◆ **SOURCE RECORDS**:
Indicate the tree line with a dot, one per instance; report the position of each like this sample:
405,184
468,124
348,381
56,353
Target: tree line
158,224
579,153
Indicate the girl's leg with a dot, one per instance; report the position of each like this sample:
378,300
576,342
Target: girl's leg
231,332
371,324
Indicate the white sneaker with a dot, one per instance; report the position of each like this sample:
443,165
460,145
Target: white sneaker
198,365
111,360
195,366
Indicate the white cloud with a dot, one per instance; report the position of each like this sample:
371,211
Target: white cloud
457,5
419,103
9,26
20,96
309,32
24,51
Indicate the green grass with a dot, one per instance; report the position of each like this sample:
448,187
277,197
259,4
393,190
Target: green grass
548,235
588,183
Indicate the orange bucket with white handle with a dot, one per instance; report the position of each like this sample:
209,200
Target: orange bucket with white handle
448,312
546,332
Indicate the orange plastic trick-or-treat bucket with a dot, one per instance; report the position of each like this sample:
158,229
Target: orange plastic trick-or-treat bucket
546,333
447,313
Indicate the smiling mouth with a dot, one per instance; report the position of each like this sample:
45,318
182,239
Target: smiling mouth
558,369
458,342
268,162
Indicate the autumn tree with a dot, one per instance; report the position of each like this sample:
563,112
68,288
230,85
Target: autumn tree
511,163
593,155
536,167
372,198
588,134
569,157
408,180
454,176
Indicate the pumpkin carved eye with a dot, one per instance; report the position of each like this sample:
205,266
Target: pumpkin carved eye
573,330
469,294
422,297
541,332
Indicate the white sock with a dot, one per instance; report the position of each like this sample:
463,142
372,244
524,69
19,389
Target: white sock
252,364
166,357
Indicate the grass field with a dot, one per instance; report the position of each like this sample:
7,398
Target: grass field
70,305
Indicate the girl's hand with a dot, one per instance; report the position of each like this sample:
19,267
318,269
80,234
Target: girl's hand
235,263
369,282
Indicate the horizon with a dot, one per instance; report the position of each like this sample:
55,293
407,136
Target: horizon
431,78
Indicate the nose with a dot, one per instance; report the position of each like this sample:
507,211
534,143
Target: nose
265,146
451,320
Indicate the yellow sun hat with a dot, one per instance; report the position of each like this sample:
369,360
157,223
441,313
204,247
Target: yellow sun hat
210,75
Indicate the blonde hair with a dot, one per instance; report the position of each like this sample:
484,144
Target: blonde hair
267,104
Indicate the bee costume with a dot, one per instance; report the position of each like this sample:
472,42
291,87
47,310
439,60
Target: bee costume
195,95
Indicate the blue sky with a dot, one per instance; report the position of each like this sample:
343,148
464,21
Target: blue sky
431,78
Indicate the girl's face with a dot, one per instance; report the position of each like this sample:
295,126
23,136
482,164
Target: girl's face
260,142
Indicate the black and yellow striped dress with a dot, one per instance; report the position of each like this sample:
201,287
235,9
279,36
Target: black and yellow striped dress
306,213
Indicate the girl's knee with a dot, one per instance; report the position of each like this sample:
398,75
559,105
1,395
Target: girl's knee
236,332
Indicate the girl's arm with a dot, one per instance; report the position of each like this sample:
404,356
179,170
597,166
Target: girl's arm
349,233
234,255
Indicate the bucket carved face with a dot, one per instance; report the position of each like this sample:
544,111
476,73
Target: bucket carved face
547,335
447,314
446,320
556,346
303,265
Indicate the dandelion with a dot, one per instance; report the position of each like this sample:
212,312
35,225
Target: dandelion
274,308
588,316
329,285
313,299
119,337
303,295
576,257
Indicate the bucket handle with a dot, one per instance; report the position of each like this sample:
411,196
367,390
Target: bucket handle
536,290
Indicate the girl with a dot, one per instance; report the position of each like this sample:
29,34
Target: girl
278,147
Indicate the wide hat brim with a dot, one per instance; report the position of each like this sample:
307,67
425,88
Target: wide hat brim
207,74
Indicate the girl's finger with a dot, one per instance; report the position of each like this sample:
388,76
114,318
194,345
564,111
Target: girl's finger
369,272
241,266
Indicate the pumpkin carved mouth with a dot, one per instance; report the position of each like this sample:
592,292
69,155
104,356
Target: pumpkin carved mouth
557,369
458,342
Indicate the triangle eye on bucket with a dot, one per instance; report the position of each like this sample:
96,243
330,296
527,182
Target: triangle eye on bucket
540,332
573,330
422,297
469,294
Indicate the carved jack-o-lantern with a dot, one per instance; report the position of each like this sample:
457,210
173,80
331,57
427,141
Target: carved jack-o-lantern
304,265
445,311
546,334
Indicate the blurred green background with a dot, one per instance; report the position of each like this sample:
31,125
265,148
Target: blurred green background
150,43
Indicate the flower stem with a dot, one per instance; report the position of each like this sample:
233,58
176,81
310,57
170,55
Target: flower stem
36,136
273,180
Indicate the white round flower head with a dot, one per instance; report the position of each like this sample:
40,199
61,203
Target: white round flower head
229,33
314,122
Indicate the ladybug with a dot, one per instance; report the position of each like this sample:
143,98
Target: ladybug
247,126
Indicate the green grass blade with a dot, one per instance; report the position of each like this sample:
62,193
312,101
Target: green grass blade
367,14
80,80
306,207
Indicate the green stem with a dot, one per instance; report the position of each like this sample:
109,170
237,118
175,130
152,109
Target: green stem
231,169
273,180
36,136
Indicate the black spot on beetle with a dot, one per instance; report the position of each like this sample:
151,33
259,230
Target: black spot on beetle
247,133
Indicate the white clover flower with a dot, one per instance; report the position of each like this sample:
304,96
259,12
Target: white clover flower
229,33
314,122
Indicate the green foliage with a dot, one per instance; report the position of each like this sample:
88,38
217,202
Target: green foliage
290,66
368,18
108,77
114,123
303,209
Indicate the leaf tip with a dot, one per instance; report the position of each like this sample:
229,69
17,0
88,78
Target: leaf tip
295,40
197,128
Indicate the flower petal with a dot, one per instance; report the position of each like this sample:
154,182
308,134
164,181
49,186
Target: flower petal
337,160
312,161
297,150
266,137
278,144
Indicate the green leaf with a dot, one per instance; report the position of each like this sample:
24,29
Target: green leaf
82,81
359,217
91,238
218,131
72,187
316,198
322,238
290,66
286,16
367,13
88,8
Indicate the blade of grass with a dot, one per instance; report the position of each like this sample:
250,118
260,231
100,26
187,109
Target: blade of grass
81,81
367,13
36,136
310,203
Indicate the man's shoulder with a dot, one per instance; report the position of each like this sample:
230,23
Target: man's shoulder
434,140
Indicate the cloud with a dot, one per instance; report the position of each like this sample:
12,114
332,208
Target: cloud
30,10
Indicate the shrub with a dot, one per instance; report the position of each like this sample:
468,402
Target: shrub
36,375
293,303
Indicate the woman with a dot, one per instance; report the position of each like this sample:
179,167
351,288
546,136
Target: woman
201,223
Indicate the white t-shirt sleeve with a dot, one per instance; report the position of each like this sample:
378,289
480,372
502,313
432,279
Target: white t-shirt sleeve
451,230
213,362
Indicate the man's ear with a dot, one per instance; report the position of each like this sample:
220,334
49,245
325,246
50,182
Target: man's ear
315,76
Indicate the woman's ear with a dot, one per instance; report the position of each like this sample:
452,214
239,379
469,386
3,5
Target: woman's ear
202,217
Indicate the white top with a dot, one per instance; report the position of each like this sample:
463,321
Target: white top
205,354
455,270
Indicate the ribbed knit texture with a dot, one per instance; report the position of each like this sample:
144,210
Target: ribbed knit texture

◆ **WHAT TO PRODUCE**: Print out every record again, exactly and in full.

◆ **THE OUTPUT**:
Indicate the tree line with a dot, one per instance; report the position of each like this sample:
405,184
468,124
348,381
56,353
Target: tree line
158,224
579,153
Indicate the girl's leg with a dot, one per instance; report the position of each like this sample:
378,300
576,342
Target: girl's leg
231,332
371,324
Indicate the white sneaker with a dot, one per instance; report the position of each like this sample:
443,165
460,145
Target: white sneaker
198,365
111,360
195,366
Indicate the white cloud with a dot, one per instance; report the position of each like this sample:
371,211
Target: white cloud
457,5
419,103
9,26
20,96
309,32
24,51
Indicate the green grass with a dot, one per instance; report the position of each like this sample:
448,187
277,197
259,4
393,190
Target: green grass
548,235
588,183
Indicate the orange bucket with white handle with a dot, one per instance; report the position of each like this sample:
209,200
Target: orange bucket with white handle
448,312
546,332
Indicate the orange plastic trick-or-treat bucket with a dot, one per instance; report the position of each like this sample:
158,229
Target: orange plastic trick-or-treat bucket
546,333
447,313
Indicate the smiling mouth with a dot, one per instance; report the position of each like this sample:
45,318
182,239
Target: smiling mouth
558,369
458,342
268,162
Indicate the autumn tree with a dot, one per instance; report the position of each like this sample:
563,112
68,288
230,85
Target: autumn tree
511,163
593,155
536,167
372,198
588,134
569,157
408,180
454,176
Indicate the pumpkin carved eye with a dot, one per instance; report the position of each like this sample:
205,266
Target: pumpkin carved eye
573,330
469,294
422,297
541,332
Indicate the white sock with a dot, one per instance; report the position of each like this sample:
463,142
372,244
524,69
19,389
Target: white sock
252,364
166,357
Indicate the grass field with a dot, one per instance; report the position of each like this sample:
7,398
Target: grass field
70,305
Indicate the girl's hand with a dot, one per instance; report the position of each like this sample:
19,267
318,269
80,234
Target: girl's hand
235,263
369,282
Indicate the horizon with a dot, one per instance; report the position of each like this sample:
55,293
407,136
Target: horizon
431,78
Indicate the nose with a dot, one per instance; report the position of each like this sample:
507,211
534,143
Target: nose
265,146
451,320
Indicate the yellow sun hat with a dot, one per instance; report the position of each like this sample:
369,360
157,223
441,313
204,247
Target: yellow sun hat
210,75
Indicate the blonde hair with a dot, one per instance; report the position of each like this sample:
484,144
Target: blonde hair
267,104
Indicate the bee costume with a dot, one per instance; report the position of each like this sample:
472,42
291,87
47,310
439,60
Target: bee costume
195,95
Indicate the blue sky with a dot, one per instance; report the position of each like this sample:
343,148
464,21
Target: blue sky
431,78
Indicate the girl's face with a dot, one per instance; report the position of each like this sample:
295,126
23,136
482,164
Target: girl's face
260,142
Indicate the black and yellow striped dress with a dot, one per instance; report the position of each like this sample:
201,287
235,9
279,36
Target: black and yellow striped dress
306,213
Indicate the girl's knee with a dot, one per instance; report the position of each like this sample:
398,75
559,105
1,395
Target: girl's knee
236,332
Indicate the girl's arm with a dot, one per instance; report the position of each like this sample:
404,356
179,170
597,166
Target: girl's arm
349,233
234,255
Indicate the bucket carved face with a dot, one per instance; report the position of each like this sample:
544,111
476,73
Target: bucket carved face
547,335
447,314
446,320
556,346
303,265
Indicate the dandelion with a dot, one per instance; report the position of each like this sample:
212,312
35,225
Target: dandelion
274,308
588,316
329,285
313,299
119,337
303,295
576,257
Indicate the bucket handle with a dot, one per instance; report the position of each like this sample:
411,196
367,390
Target: bucket handle
536,290
Indicate the girl with a dot, one per instance; report the position of each like this sample:
29,34
Target: girl
278,147
Indicate the wide hat brim with a dot, one per instance; report the position of each like this sample:
307,67
425,88
Target: wide hat brim
207,74
Indicate the girl's finger with a dot, one per instance; report the position of each like this sample:
388,76
114,318
194,345
564,111
Target: girl's finger
369,272
241,266
Indicate the pumpkin carved mouth with a dot, one per instance; report the position of each like this sample:
592,292
69,155
104,356
Target: pumpkin carved mouth
557,369
458,342
Indicate the triangle eye on bucket with a dot, one per instance; report the position of each like this sample:
96,243
330,296
527,182
Target: triangle eye on bucket
540,332
573,330
422,297
469,294
Indicate the carved jack-o-lantern with a dot, one per instance; report the position of each like this sample:
457,210
173,80
331,57
427,141
Target: carved jack-o-lantern
304,265
445,311
546,334
Indicate the blurred green background with a dot, one per instance; report the position of each like this sample:
31,125
265,148
Target: blurred green background
150,43
Indicate the flower stem with a dot, one per instance; report the position of each like this sample:
233,58
176,81
310,57
170,55
Target: flower stem
36,136
273,180
Indicate the white round flower head with a dot, one per instance; report the position of each like this sample:
40,199
61,203
Target: white round flower head
229,33
314,122
Indicate the ladybug with a dot, one per instance; report the position of each like this sample:
143,98
Target: ladybug
247,126
Indicate the green grass blade with a dot, one per instance; report the position of each like this sample:
62,193
312,101
Target: green grass blade
367,14
80,80
306,207
Indicate the green stem with a dot, one per instance; report the position of each like this sample:
109,170
237,118
175,130
152,109
Target: green stem
231,169
273,180
36,136
Indicate the black spot on beetle with a dot, one per instance; report the position of each like this sample:
151,33
259,230
Target: black spot on beetle
247,133
Indicate the white clover flower with a dot, one per instance; report the position of each like this sample:
304,96
259,12
Target: white clover flower
229,33
314,122
Indicate the green foliage with a dot, one per instance; report the position of each like this sample:
88,38
217,202
Target: green foliage
290,66
368,18
108,77
114,123
303,209
Indicate the leaf tip with a dot, one per instance; report the position of each like this sample:
229,69
17,0
88,78
Target: leaf tip
295,40
197,128
Indicate the flower petal with a dot, one per instance; report the position of each like this sample:
154,182
308,134
164,181
49,186
Target: flower petal
337,160
312,161
297,150
266,137
278,144
Indicate the green leaf with a dot, one per instance; report the position of each like this sample:
24,29
Target: green leaf
82,81
359,217
91,238
218,131
72,187
316,198
322,238
290,66
286,16
367,13
88,8
Indicate the blade of grass with a dot, one per instance; report the position of each like this sample:
250,118
260,231
100,26
187,109
Target: blade of grass
81,81
367,13
36,136
310,203
Indicate the man's shoulder with a dot, one per instance; report the position of each like this sample:
230,23
Target: man's shoulder
434,140
Indicate the cloud with a dot, one per instance; report the position of each like this sample:
12,114
332,208
Target: cloud
30,10
Indicate the shrub with a dot, one per instance; report the position of each like this sample:
468,402
Target: shrub
36,375
293,303
Indicate the woman with a dot, one per instance; report the position of each like this sample:
179,167
351,288
546,136
Target: woman
201,223
Indicate the white t-shirt sleeve with a dot, one per instance; report the position of each like this sample:
378,289
480,372
502,313
432,279
Target: white t-shirt sleeve
451,230
213,362
Indicate the man's ear with a dot, one per instance; report the position of each like this sample:
220,334
49,245
325,246
50,182
Target: man's ear
315,76
Indicate the woman's ear with a dot, one per instance; report the position of each like this sample:
452,214
239,379
469,386
3,5
Target: woman's ear
202,217
Indicate the white top with a dot, one per instance; report the position of each like this sample:
463,321
Target: white top
205,354
455,270
Indicate the ribbed knit texture with a dot, one per instance; report the position of each like this sample:
144,210
Target: ribbed knit texture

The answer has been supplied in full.